Brief: Copy the listing below line for line, with the wording unchanged. Leave the picture out of your copy.
[BEGIN Data to use]
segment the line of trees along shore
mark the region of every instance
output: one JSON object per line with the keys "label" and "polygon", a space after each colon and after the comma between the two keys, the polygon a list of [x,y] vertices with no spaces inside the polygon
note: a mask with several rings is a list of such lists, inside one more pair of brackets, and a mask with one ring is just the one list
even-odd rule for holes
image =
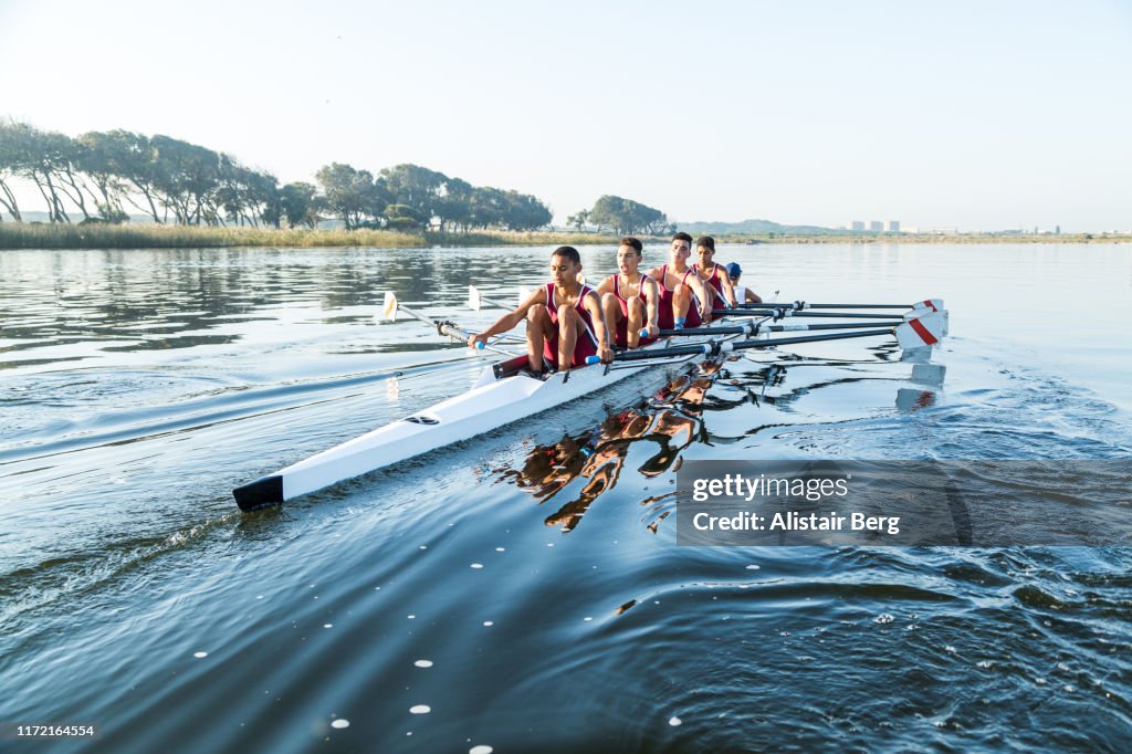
[END Data to use]
Response for this exercise:
segment the line of trees along shore
mark the region of every instance
output: one JSON object per line with the keys "label" and "polygon", a space after each colon and after the comma between the two keys, the polygon a list of [x,y] vertices with no spaces inside the polygon
note: a mask with several rings is a list of such lists, inside one more pair of brackets, and a mask with one ring is just the one list
even-odd rule for holes
image =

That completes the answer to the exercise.